* EXTRACTED TEXT *
*-*-*

Director Tran Anh Hung is on his star’s wavelength. “These characters talking about food, that was interesting, but I wanted to make a movie about marital love,” he says softly. “People who’ve lived together for a very long time, who still have that desire, this respect for each other — they fully accept their age and they enjoy it very much.”
Drawing from Marcel Rouff’s 1924 novel “The Life and Passion of Dodin-Bouffant, Gourmet,” Hung elected to fashion a prequel of sorts. In the book, the esteemed chef Eugénie, luminously portrayed by Binoche onscreen, dies in the first chapter.
Hung brings her gloriously back to life, with acclaimed César-winning French actor Benoît Magimel playing Dodin, her patron and lover of the last 20 years. Dodin has repeatedly proposed marriage to Eugénie, but she always resists, prizing her freedom.
“The Taste of Things,” which earned Hung the directing prize at Cannes, traces their untraditional, intellectually stimulating romance, allowing the characters’ shared love of cooking to be an entry point into the movie’s deeper discussion of commitment and the rain that falls in every relationship.
Poignantly, “The Taste of Things” is also about two off-screen love stories — one that endured and one that didn’t.
The film is dedicated to Tran Nu Yen Khe, the actor, painter and sculptor who has been Hung’s wife for decades. (She starred in his 1993 debut, “The Scent of Green Papaya,” and served as costume designer on “The Taste of Things.”) Tempting as it might be to read into Eugénie and Dodin’s push-and-pull marital rapport, the filmmaker insists there’s no overlap. Still, Hung admits, “I saw that some dialogue I wrote, it’s something that I told my wife already.”
At a post-screening Q&A later that night, Yen Khe notes that their friends have suggested similarities between them and the onscreen pair. “I don’t see it,” she says, getting a big laugh.
As for the other off-screen couple? That’s a more complicated story. Binoche was easy to cast, a connection Hung first forged on the set of the French star’s “Flight of the Red Balloon,” where he had gone to visit director Hou Hsiao-hsien.
“It was just a feeling of listening to each other,” Binoche recalls of that initial encounter. “It didn’t matter what we were saying — it was just a delicate feeling of being in each other’s presence and saying that, one day, it’d be nice to find something to work on together.”
But who would play her Dodin?

*-*-*

A data block:
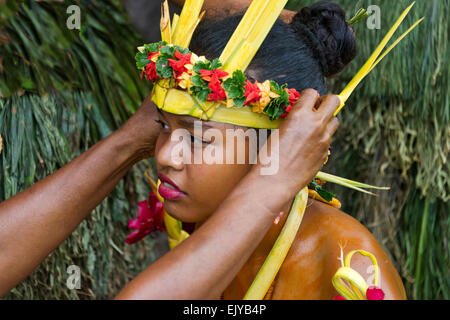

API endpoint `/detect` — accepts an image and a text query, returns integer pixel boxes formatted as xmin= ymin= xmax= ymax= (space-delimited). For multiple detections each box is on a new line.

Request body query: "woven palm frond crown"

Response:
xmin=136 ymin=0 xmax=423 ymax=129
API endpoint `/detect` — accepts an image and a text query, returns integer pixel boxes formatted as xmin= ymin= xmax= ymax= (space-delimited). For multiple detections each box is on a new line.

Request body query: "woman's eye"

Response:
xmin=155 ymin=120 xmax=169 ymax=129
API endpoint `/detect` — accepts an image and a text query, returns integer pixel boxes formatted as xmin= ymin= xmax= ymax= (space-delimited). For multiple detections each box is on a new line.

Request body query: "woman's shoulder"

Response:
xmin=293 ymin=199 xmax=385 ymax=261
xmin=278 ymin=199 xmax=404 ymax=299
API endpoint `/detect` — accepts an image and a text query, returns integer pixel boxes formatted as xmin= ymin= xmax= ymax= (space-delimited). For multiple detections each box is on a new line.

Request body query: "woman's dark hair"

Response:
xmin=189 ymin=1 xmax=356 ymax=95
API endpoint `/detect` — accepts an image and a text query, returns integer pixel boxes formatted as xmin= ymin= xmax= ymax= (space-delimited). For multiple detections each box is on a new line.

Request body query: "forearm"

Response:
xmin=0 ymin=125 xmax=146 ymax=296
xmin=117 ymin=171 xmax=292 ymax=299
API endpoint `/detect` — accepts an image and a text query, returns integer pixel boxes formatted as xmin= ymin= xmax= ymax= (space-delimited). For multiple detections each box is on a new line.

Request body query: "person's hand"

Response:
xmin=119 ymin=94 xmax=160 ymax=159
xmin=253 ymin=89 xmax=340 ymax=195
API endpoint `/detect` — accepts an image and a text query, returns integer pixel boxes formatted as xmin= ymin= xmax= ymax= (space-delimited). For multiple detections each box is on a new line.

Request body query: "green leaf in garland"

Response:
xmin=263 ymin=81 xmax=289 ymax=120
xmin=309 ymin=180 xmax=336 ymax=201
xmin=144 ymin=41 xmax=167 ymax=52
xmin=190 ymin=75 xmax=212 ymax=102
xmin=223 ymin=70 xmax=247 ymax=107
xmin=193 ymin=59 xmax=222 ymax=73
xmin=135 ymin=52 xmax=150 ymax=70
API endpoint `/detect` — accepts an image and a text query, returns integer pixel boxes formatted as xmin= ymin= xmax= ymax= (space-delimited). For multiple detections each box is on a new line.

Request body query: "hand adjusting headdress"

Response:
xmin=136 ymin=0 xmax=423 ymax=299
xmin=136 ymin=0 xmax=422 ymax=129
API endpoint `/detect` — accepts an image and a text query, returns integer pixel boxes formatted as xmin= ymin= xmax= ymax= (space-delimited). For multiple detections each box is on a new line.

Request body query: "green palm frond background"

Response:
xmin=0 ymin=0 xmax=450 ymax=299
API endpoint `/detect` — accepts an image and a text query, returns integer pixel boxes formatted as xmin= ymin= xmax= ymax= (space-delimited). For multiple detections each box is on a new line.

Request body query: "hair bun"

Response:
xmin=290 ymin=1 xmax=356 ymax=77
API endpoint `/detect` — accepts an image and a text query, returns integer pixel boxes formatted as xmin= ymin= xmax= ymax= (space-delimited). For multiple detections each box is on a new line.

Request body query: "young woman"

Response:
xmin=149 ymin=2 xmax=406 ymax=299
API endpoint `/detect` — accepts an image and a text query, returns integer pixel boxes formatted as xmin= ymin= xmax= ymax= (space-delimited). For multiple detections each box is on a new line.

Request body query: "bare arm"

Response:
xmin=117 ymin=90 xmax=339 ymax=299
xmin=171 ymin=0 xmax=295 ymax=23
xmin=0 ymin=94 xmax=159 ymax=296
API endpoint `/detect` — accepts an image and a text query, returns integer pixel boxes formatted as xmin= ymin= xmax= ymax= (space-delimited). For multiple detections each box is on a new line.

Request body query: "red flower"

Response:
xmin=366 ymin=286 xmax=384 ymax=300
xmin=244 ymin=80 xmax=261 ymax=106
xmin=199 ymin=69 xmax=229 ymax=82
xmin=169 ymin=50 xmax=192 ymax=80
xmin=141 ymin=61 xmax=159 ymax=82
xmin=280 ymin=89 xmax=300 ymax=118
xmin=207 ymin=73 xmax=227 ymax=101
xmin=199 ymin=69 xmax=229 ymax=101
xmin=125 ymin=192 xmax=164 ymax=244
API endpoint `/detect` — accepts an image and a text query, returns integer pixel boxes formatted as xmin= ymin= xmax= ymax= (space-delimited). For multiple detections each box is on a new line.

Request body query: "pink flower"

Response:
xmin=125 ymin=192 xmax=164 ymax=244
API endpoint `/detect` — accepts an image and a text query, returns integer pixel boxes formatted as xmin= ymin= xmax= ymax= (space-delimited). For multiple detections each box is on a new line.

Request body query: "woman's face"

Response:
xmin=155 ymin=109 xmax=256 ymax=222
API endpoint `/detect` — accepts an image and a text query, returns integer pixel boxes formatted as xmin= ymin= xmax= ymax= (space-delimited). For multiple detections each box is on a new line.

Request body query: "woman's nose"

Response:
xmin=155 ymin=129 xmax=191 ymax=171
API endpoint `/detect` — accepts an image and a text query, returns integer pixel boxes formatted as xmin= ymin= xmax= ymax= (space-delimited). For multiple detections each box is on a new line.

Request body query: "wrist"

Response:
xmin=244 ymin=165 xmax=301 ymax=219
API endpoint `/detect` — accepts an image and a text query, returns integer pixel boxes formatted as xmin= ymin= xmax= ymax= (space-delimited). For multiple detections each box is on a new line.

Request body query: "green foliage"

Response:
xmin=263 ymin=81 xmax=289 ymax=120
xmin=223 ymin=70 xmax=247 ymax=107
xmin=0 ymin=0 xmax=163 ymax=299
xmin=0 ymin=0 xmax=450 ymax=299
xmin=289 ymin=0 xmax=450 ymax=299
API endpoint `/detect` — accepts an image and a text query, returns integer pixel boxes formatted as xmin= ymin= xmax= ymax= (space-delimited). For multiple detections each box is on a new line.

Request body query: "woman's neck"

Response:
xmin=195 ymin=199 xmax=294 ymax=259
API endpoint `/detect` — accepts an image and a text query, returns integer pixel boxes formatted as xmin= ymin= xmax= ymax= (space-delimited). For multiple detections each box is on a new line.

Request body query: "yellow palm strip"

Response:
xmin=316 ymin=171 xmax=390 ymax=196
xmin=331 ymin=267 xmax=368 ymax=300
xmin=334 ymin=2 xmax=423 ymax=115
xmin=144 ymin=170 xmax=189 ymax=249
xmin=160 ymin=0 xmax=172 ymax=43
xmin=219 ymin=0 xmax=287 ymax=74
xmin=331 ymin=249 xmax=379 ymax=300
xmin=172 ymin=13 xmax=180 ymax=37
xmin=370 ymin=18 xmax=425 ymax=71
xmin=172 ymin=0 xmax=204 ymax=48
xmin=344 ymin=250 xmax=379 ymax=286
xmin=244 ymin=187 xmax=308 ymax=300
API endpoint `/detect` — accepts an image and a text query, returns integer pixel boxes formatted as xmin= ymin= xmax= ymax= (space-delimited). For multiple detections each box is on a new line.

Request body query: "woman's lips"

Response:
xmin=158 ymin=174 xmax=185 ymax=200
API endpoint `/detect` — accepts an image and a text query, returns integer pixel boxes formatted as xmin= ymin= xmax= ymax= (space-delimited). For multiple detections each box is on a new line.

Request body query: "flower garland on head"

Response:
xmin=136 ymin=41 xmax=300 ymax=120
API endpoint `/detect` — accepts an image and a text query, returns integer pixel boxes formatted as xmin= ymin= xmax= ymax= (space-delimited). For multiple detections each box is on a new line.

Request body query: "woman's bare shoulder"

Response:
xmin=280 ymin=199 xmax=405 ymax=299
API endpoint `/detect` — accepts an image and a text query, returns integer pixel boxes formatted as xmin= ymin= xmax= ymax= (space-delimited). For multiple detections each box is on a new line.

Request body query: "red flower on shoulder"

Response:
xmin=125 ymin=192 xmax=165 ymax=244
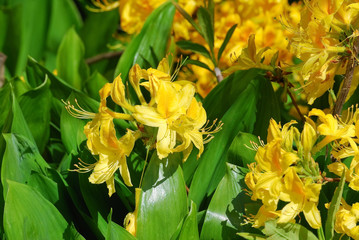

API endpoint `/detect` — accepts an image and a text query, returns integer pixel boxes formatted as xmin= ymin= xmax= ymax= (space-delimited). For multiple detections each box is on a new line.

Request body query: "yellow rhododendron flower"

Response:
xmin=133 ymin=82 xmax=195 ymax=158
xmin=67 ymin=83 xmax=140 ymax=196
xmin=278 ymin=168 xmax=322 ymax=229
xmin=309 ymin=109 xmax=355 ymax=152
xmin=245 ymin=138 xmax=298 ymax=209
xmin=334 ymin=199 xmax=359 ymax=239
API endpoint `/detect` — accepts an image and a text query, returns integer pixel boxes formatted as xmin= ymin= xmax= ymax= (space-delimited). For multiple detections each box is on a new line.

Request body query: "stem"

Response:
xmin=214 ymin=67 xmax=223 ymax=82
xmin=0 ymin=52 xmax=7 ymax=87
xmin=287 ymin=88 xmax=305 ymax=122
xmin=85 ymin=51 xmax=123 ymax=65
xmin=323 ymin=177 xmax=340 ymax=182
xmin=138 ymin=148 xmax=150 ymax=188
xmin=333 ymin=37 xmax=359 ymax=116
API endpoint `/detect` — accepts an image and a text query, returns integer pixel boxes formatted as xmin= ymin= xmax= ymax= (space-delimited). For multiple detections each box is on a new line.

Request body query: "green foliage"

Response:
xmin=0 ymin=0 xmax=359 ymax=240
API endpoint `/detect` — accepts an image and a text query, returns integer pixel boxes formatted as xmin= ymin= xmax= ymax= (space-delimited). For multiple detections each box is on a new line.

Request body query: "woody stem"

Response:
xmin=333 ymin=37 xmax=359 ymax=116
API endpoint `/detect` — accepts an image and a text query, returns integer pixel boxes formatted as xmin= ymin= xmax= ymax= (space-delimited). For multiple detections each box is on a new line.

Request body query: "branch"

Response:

*-*-*

* STATED TASK A *
From the article on The Taste of Things, repeat word for word the part that opens with the words containing "As for the other" and ends with "play her Dodin?".
* STATED TASK B *
Answer these from the article on The Taste of Things:
(i) Which novel did Hung draw from, and in what year was it published?
(ii) What prize did the film earn Hung at Cannes?
(iii) What was the title of Hung's 1993 debut?
* STATED TASK C *
Write the next part of the article on The Taste of Things, continuing from its last line.

* EXPECTED OUTPUT A *
As for the other off-screen couple? That’s a more complicated story. Binoche was easy to cast, a connection Hung first forged on the set of the French star’s “Flight of the Red Balloon,” where he had gone to visit director Hou Hsiao-hsien.
“It was just a feeling of listening to each other,” Binoche recalls of that initial encounter. “It didn’t matter what we were saying — it was just a delicate feeling of being in each other’s presence and saying that, one day, it’d be nice to find something to work on together.”
But who would play her Dodin?

* EXPECTED OUTPUT B *
(i) Marcel Rouff's "The Life and Passion of Dodin-Bouffant, Gourmet," published in 1924
(ii) The directing prize
(iii) "The Scent of Green Papaya"

* EXPECTED OUTPUT C *
Hung’s casting of Magimel created a potential hurdle. Binoche and Magimel had previously starred in the 1999 romantic drama “Children of the Century.” They also began a real-life relationship and had a child, Hana, now 24. But they split up about five years later, rarely being in close contact since.
Binoche admits that she felt anxious about co-starring with her ex. Also, did she really want to relitigate an old relationship in the press when it came time to promote the film? She opted to push aside those concerns.
“I decided to be truthful to whatever was coming into my mind,” she says in regards to discussing Magimel in interviews. “I’m learning that you talk with your heart. When I was in my 20s, I was feeling that I had to hide, that I shouldn’t talk about my private feelings, because I wanted to protect something of me that I thought had to be protected. This is ridiculous — just say what you feel. So I decided I’m freely going to talk about what I’m going through.”
Tellingly, it’s Binoche who brings up Magimel during our conversation. (Visa issues kept him grounded in Paris, though he was meant to join us for the interview.) Speaking by Zoom later that same day, Magimel confirms her initial nervousness. “I heard that she had a little bit of anxiety, and I still don’t know why,” he says through an interpreter. “I had no anxiety about working with her again. I thought it was wonderful because it was going to bring something special to the part.”
Whatever their early nerves were, what emerges in “The Taste of Things” is a weathered love affair built on mutual admiration and a still-crackling sexual desire. As delicious as Eugénie’s concoctions look, the film’s attention remains riveted on these two people in the kitchen together, pursuing a dream.
“I like to see men and women at work,” Hung says. “We are not trying to make beautiful shots of food. It’s more about purpose — how these people work with the vegetables and the meat, and how they transform it.”
Binoche seems moved by her time on set with Magimel. “There’s not a lot of communication with him,” she says. “The only time, really, that I spent time with him was during the film, so it was very joyful for me. [It’s not] about the conflicts or whatever happened in the past, but lifting it into a place where it’s freeing — where you can express love and care for the other.”
But then she cracks a smile, recalling the Cannes premiere. Binoche turns to Hung: “You were sitting on my left and you were sitting on Benoît’s right, so Hung was in between us.” Near the film’s end, Binoche noticed something. “Benoît cried and cried and couldn’t stop crying,” she says, pleased. “[I thought,] ‘Oh, he has some feelings for me.’”
Has she teased Magimel about this? “Of course, I took advantage of it,” she replies with a laugh.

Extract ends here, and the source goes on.